▸ What the exercise asks
Repeat the data exactly, leaving out any image.

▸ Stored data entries
▬▬▬
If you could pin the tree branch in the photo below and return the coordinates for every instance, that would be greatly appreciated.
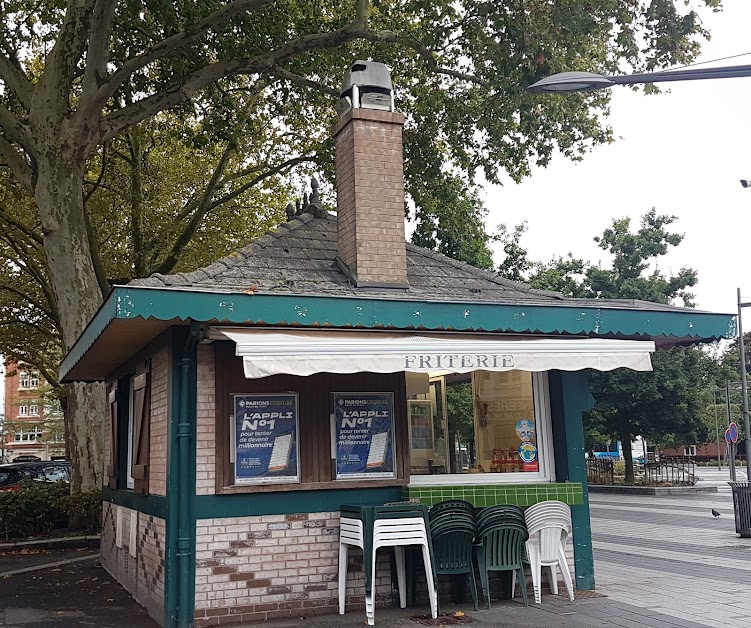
(208, 192)
(97, 53)
(15, 130)
(95, 185)
(18, 165)
(303, 82)
(30, 233)
(423, 52)
(147, 107)
(56, 82)
(13, 76)
(286, 165)
(30, 268)
(202, 210)
(173, 43)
▬▬▬
▸ Finished task
If you could pin the tree branch in the photo below and return the coordinates for every instance, that would be greatly appreciated.
(208, 192)
(97, 53)
(15, 130)
(95, 185)
(18, 165)
(303, 82)
(30, 233)
(423, 52)
(147, 107)
(56, 82)
(13, 76)
(286, 165)
(30, 268)
(202, 210)
(173, 43)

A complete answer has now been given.